THE TASK: In three sentences, summarize the text below on NMR and XPS analysis of QD ligands.

PAGE EXTRACT:
++++++
The use of NMR has recently emerged as a spectroscopic tool for the study of QDs, where the ease of preparation compared with RBS has made NMR particularly attractive29,30,31. Furthermore, it was found that HR-MAS (Fig. 2) provided satisfactory deconvolution of the broad, pseudo solid-state signal, associated with coordinated ligand, and the sharp resonance of the free, solution phase ligand and residual non-coordinating octadecene (ODE). The spinning of the samples at a rate of 2 kHz at the magic angle removes any broadening arising from magnetic susceptibility differences due to the heterogeneous nature of the sample. A comparison between the NMR spectrum under MAS and a static solution spectrum is shown in Supplementary Fig. 1. In the case of the static solution spectrum, the bound ligand alkyl backbone signal is peak broadened and lost in the baseline. HR-MAS reduces broadening effects and an emergent bound signal is observed. No vortex effects were observed at the low spin rate. All measurements were performed at a temperature setting of 298 K, regulated by the spectrometer’s variable temperature controller. The samples actual temperature at this spin rate and temperature setting is approximately 305 K as measured by an ethylene glycol thermometer32.

Attention is now turned to the composition of the ligand shell. We performed simple 1D NMR on stock octadecylamine (ODA), stearic acid (SA) and trioctylphosphine (TOP) (Supplementary Fig. 2) in a bid to detect unique NMR peaks between the various ligands. Importantly, SA exhibits a triplet (2.03 ppm), which is absent in our QD NMR spectra. This may be taken as evidence of the absence of SA in our QD samples. However, another explanation is spectral broadening of the signal, due to surface binding, and its loss in the background noise. To test this we used XPS elemental analysis. Each ligand (SA, ODA and TOP) exhibits a unique elemental binding energy (oxygen, nitrogen and phosphorus), respectively. XPS data (Supplementary Fig. 3) shows strong signals for cadmium, selenium and oxygen with no evidence of nitrogen or phosphorus. This simplifies our ligand system to exclusively SA which has a dielectric constant of εSA = 2.238.
++++++
Part of a data file
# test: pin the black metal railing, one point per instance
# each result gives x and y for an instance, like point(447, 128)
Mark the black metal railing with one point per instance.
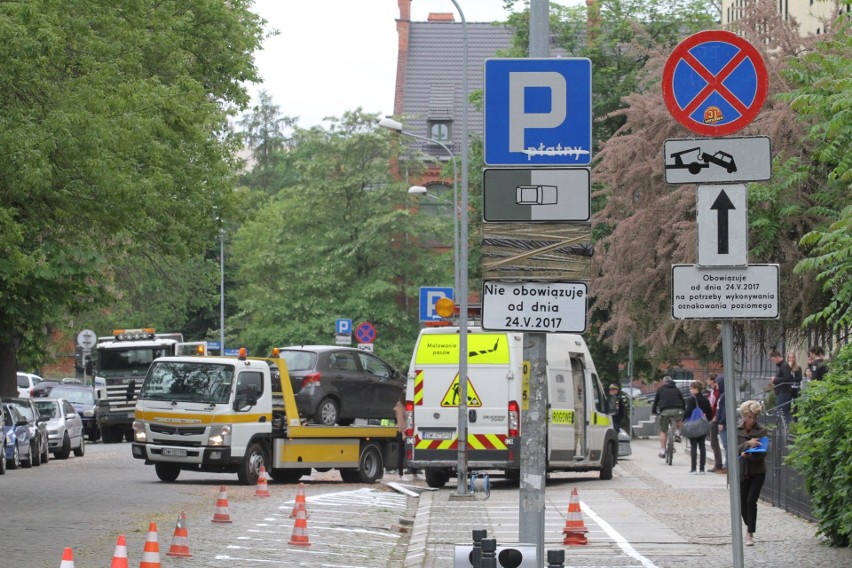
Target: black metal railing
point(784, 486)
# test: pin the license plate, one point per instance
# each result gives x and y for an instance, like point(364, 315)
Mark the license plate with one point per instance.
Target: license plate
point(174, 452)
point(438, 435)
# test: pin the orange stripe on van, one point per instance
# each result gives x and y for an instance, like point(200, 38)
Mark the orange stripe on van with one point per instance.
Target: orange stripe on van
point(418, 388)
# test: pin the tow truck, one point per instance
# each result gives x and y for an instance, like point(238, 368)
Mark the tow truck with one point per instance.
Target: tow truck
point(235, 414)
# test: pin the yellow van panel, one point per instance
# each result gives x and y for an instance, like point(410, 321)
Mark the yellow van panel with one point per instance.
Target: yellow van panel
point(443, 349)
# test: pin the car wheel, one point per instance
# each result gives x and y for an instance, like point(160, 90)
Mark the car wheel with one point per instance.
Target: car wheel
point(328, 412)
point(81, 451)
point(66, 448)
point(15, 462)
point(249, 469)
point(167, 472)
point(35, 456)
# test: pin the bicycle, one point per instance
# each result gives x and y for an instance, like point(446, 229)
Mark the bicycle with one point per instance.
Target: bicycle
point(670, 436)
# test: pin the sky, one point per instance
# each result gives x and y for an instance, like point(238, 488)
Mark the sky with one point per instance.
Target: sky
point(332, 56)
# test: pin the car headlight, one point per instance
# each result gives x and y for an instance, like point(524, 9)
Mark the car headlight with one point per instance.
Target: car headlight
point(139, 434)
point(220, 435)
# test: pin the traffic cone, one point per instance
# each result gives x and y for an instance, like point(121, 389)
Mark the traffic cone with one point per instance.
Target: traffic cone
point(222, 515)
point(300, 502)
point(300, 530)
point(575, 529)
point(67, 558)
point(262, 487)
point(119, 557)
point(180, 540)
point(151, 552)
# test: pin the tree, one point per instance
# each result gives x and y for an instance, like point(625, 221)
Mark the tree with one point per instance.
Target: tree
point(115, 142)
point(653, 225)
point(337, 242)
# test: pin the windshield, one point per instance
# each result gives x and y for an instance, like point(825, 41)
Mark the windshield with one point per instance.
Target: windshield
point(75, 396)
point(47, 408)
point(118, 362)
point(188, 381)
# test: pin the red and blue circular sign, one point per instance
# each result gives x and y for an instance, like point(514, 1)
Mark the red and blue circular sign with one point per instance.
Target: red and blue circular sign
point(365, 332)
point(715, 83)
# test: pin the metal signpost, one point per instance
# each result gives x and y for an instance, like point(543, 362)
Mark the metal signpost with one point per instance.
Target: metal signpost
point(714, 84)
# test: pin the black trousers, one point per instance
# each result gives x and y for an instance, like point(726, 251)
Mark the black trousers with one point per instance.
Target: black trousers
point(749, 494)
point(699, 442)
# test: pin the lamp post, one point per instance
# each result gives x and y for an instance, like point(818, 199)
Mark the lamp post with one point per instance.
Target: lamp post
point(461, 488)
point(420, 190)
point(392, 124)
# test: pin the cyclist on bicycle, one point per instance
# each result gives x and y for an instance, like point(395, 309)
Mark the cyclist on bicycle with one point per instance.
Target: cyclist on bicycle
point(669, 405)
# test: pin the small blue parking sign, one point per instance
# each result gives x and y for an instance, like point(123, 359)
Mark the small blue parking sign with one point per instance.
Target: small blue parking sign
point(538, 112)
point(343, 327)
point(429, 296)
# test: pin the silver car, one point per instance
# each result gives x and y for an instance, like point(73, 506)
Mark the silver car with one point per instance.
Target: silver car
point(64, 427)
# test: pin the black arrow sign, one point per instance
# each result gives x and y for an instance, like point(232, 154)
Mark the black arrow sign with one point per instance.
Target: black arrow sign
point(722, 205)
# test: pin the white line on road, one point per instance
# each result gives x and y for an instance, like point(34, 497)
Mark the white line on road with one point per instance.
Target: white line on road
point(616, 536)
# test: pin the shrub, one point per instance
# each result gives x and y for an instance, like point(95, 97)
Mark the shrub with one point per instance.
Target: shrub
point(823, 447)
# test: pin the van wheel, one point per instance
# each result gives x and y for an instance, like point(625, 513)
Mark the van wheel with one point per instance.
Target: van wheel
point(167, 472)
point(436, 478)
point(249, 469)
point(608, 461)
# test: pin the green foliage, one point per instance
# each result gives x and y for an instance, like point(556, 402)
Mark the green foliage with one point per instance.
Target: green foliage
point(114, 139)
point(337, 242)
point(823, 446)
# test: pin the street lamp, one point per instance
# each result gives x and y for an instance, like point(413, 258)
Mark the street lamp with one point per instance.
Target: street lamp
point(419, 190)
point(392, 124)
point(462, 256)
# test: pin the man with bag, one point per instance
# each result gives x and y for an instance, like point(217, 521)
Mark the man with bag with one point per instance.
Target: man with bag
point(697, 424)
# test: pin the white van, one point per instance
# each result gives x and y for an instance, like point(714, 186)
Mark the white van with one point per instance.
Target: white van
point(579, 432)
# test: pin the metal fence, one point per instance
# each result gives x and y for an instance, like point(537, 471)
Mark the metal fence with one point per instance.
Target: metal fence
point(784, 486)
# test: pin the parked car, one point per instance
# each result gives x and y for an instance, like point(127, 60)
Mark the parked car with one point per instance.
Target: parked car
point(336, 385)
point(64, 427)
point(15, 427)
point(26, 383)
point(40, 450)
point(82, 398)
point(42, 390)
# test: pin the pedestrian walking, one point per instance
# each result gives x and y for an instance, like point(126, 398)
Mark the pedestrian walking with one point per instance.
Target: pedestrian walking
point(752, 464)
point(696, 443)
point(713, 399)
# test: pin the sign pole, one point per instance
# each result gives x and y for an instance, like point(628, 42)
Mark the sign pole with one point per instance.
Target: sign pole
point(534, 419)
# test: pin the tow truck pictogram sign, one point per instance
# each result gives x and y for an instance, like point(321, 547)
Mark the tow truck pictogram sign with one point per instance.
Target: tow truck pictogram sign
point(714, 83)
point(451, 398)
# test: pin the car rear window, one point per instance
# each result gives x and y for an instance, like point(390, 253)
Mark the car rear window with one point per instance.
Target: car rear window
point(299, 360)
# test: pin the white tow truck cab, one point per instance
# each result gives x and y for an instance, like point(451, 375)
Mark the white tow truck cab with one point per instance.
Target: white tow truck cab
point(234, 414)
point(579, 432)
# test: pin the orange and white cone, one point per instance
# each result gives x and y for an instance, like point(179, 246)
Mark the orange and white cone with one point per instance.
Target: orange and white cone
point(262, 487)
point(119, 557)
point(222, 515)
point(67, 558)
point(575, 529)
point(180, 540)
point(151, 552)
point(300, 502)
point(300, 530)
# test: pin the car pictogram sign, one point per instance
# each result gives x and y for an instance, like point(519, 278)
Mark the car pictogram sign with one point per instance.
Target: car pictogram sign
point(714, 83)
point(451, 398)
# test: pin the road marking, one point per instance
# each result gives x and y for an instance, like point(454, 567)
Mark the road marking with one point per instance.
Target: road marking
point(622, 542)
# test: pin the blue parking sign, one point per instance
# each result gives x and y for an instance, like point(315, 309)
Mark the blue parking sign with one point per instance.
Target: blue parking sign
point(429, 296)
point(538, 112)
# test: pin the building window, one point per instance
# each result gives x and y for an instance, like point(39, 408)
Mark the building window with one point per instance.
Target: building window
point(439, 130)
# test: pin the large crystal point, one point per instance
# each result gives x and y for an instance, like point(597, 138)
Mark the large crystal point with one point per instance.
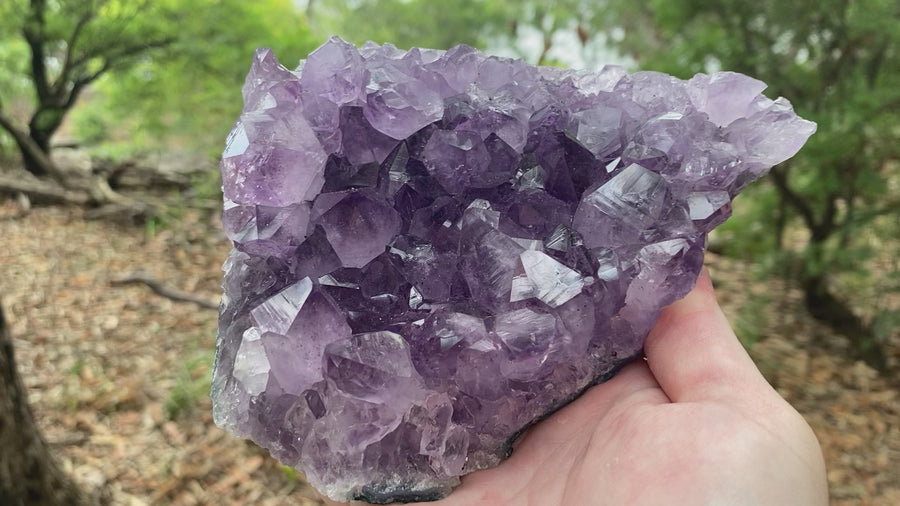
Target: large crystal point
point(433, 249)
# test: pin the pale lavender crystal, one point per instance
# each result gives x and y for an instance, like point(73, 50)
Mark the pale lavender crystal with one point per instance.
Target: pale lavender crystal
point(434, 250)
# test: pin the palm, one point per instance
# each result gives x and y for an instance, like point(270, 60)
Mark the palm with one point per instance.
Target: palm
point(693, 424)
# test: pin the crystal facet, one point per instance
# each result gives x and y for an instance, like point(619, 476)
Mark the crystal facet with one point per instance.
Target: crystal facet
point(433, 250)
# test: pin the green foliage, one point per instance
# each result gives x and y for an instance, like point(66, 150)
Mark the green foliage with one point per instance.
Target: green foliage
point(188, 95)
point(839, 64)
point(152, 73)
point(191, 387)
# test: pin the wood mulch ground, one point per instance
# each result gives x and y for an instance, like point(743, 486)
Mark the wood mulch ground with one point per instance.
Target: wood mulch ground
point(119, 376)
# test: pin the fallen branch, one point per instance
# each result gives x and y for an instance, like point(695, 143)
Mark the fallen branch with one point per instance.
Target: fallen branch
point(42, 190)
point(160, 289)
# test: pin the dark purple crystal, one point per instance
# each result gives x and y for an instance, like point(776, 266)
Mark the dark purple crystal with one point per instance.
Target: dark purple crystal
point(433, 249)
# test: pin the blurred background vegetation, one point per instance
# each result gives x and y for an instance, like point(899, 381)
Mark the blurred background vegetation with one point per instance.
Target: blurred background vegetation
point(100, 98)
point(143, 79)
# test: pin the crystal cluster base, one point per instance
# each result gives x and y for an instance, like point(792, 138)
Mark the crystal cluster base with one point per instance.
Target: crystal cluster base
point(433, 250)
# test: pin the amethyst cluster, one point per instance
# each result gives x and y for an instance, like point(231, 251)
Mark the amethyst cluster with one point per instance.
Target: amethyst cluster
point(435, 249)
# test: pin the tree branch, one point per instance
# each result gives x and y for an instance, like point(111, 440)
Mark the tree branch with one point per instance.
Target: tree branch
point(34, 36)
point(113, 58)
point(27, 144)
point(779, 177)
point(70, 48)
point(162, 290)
++++++
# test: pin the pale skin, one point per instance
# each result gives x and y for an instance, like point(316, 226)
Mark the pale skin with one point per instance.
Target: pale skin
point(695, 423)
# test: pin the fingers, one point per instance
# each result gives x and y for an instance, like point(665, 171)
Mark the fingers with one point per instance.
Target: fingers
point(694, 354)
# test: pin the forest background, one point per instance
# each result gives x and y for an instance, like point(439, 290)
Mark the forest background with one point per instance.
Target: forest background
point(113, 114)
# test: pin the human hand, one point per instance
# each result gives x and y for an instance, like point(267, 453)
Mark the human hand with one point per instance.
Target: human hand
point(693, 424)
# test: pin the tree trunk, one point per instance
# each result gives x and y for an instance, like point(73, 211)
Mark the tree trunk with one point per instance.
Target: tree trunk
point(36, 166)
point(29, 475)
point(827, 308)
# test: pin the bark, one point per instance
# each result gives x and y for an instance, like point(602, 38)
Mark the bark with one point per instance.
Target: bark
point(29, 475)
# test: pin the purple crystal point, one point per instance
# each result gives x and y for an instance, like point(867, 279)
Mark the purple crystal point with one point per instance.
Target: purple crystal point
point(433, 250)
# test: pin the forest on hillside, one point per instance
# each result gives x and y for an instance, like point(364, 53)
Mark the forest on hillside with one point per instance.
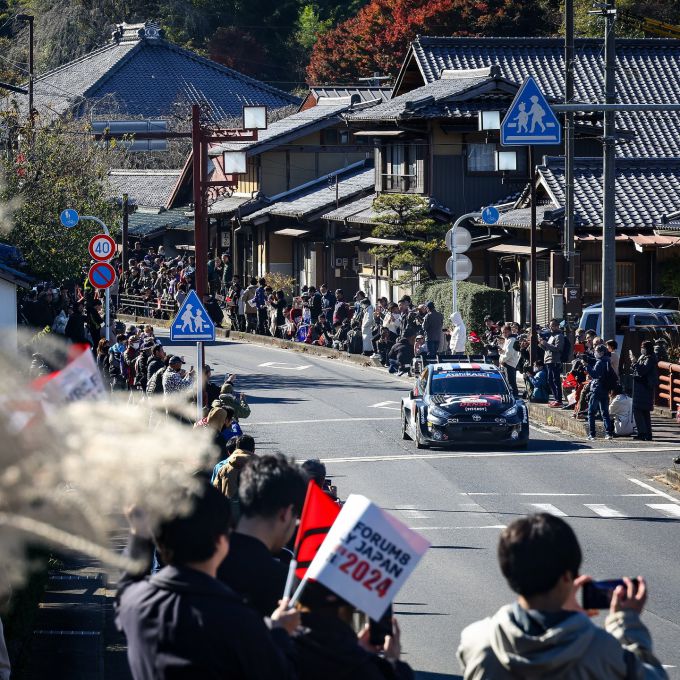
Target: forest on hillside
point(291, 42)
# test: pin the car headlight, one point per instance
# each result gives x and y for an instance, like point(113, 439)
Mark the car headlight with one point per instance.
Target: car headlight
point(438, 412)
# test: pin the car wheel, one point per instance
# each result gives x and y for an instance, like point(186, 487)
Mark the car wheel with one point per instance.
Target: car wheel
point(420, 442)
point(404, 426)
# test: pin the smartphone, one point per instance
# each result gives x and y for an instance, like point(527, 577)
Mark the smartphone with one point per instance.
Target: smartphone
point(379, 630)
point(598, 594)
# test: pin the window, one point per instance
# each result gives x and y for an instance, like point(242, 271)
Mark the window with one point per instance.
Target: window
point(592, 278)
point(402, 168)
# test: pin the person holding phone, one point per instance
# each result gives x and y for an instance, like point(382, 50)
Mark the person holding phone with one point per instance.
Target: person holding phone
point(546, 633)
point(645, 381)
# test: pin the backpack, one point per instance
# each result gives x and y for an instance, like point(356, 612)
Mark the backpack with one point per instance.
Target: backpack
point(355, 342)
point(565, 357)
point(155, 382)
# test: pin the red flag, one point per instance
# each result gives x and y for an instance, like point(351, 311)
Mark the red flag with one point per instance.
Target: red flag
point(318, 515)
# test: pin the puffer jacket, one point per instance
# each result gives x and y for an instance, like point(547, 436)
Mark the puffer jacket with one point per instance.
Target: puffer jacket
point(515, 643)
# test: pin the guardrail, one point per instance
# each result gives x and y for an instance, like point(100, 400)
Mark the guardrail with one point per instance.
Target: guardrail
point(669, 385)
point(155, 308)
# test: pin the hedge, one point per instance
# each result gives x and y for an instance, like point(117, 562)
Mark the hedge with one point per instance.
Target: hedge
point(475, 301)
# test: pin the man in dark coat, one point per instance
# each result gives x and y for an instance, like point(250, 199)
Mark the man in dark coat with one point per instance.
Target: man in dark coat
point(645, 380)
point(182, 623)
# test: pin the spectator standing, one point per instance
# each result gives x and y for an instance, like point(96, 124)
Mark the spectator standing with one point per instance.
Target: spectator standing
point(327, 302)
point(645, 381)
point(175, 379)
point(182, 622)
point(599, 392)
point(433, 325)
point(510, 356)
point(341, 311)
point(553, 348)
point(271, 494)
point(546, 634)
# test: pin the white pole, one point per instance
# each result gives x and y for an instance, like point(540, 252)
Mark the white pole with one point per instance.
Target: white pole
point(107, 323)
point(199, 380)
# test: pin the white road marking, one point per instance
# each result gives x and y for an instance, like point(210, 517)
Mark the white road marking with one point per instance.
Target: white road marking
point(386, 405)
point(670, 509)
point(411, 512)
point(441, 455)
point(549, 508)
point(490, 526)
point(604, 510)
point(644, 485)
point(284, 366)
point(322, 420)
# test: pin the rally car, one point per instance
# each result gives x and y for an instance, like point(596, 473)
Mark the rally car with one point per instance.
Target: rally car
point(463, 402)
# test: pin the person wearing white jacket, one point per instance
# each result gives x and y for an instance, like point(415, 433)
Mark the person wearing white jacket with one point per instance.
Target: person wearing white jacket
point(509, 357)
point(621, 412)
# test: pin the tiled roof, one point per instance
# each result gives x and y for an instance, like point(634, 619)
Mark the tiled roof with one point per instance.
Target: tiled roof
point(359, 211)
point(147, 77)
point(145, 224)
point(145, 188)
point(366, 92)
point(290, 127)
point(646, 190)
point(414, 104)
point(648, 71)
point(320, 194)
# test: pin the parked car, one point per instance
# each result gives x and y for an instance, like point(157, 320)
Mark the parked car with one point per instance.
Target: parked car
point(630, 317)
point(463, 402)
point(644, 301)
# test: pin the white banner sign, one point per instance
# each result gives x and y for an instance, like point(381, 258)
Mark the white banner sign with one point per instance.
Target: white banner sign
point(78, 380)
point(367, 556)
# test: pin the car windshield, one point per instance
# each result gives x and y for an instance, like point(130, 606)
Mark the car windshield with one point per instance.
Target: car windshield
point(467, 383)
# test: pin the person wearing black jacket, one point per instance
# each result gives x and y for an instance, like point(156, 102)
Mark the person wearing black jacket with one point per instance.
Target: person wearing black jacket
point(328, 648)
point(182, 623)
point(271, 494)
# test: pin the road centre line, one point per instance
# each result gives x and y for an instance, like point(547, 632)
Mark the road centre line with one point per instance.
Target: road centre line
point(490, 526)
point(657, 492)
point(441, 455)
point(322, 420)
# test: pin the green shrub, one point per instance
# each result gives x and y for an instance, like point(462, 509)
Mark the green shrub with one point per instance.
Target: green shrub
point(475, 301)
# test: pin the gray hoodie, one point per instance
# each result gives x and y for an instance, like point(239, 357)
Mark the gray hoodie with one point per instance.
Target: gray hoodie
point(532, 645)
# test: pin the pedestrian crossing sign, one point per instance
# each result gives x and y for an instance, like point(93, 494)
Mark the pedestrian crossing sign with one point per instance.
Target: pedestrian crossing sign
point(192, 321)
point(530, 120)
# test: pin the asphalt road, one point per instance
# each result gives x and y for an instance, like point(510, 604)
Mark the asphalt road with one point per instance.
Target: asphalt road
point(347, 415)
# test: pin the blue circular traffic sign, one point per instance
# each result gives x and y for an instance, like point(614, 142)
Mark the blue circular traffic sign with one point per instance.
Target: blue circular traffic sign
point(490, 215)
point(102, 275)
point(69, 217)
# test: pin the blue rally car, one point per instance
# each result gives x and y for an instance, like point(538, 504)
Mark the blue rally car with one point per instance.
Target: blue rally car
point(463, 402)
++++++
RIGHT ANSWER: HR-MAS NMR, spun at 2 kHz at the magic angle, separated the broad signal of coordinated ligand from the sharp signals of free ligand and residual octadecene, whereas in a static solution spectrum the bound ligand signal was lost in the baseline. The stearic acid triplet at 2.03 ppm was absent from the QD spectra, which could mean either that stearic acid was absent or that its signal was broadened by surface binding and lost in the noise. XPS showed strong cadmium, selenium and oxygen signals with no nitrogen or phosphorus, reducing the ligand system to stearic acid alone.